> _EXERCISE OBJECTIVE_: From the church etiquette column, list every way it suggests a church could share its list of behavior rules with members.

> _PAGE EXTRACT_:
Metro-East Living

Pay attention and don’t be late. The do’s and don’ts of church etiquette.

Church etiquette includes arriving on time, keeping your children under control and not talking during the service, BND etiquette columnist Dianne isbell says.
Church etiquette includes arriving on time, keeping your children under control and not talking during the service, BND etiquette columnist Dianne isbell says.

Q: You recently had some very good advice in your column about the “Do’s and don’ts of funeral etiquette.” Would you please provide the same type of advice for church etiquette?

A: Yes, certainly, and thank you for asking me to do so. Yours is not the first request I have received concerning church etiquette in total, or separate questions pertaining to specific areas of church etiquette or behavior.

I have had the opportunity to discuss this subject with various clergy (ministers, pastors, priests, etc.) in recent months concerning church etiquette and behavior and their opinions as to what they feel are the most important points to stress when it comes to this subject. After all, the last thing one wants to occur is to say something which might embarrass someone and perhaps cause that person to stop attending church. We also need to understand there have been some changes in our societal culture which have impacted not only behavior in businesses, organizations, and schools, but also in the church.

For example, business men complain about how meeting attendees are very disrespectful by being late, talking while they are speaking to them or making a presentation; texting; unwrapping candy; making gurgling noises while drinking water out of a plastic water bottle and then squeezing it; reading other materials brought into the meeting while the speaker is speaking; leaving in the middle of the presentation, to name a few. These types of irritants are also occurring in classrooms, organizational meetings and during church services.

Each clergy individual addresses various issues or areas of concern like these in their own way. Some clergy print a list of appropriate rules of behavior while in the church.

It could be posted on a bulletin board perhaps, included as a separate insert to a church bulletin once a year or in a newsletter; brought up periodically by teachers from a positive perspective in their individual Sunday School classes; or discussed at adult church committee meetings to bring attention to the need for positive reinforcement of proper church behavior. Below is a list of some of the current church etiquette and behavior do’s and don’ts:


1. Don’t be late. Coming in late after the service has started is very rude, disruptive, and disrespectful; therefore, enter as quietly as possible during the singing of a hymn perhaps, rather than in the middle of a prayer, and sit in the back to avoid disrupting others while they are worshiping. Being late means there should not be a grand entrance to sit in your usual pew, second from the front. Try leaving for church a little earlier the next time in case there is a traffic jam or bad weather.

Records:
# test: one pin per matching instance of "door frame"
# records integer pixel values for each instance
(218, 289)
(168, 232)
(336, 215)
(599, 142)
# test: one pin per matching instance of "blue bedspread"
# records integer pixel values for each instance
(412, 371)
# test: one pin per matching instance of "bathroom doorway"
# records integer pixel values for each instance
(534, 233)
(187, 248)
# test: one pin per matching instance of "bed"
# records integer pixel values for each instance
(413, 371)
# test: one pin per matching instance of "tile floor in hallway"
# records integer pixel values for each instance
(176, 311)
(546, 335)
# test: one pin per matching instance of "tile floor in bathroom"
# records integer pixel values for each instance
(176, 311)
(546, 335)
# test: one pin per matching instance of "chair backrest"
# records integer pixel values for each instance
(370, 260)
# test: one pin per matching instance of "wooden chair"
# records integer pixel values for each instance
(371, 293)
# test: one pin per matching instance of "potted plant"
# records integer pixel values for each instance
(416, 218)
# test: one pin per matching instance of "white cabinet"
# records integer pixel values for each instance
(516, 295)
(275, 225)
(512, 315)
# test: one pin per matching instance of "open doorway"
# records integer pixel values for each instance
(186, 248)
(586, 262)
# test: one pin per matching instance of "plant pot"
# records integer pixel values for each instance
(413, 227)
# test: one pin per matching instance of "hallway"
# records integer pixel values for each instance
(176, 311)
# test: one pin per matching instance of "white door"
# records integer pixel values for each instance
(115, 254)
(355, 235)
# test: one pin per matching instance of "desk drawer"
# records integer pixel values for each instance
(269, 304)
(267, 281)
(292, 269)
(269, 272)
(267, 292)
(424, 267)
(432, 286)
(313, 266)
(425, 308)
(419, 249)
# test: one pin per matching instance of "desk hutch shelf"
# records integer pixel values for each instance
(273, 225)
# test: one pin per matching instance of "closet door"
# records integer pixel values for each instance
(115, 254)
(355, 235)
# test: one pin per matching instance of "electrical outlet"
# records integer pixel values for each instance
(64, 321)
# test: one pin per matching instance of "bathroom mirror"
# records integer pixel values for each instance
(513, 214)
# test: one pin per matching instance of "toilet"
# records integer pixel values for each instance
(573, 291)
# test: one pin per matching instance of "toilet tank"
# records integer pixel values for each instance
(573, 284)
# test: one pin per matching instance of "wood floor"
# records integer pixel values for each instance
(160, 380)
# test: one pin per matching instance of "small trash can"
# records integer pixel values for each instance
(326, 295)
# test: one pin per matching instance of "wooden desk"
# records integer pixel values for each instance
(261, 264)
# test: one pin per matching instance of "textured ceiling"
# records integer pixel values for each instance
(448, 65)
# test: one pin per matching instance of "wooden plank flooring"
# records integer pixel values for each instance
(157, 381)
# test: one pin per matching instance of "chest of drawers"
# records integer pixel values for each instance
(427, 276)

> _OUTPUT OF THE EXERCISE_:
- Posting it on a bulletin board
- Including it as a separate insert to a church bulletin once a year
- Including it in a newsletter
- Having teachers bring it up periodically, from a positive perspective, in their Sunday School classes
- Discussing it at adult church committee meetings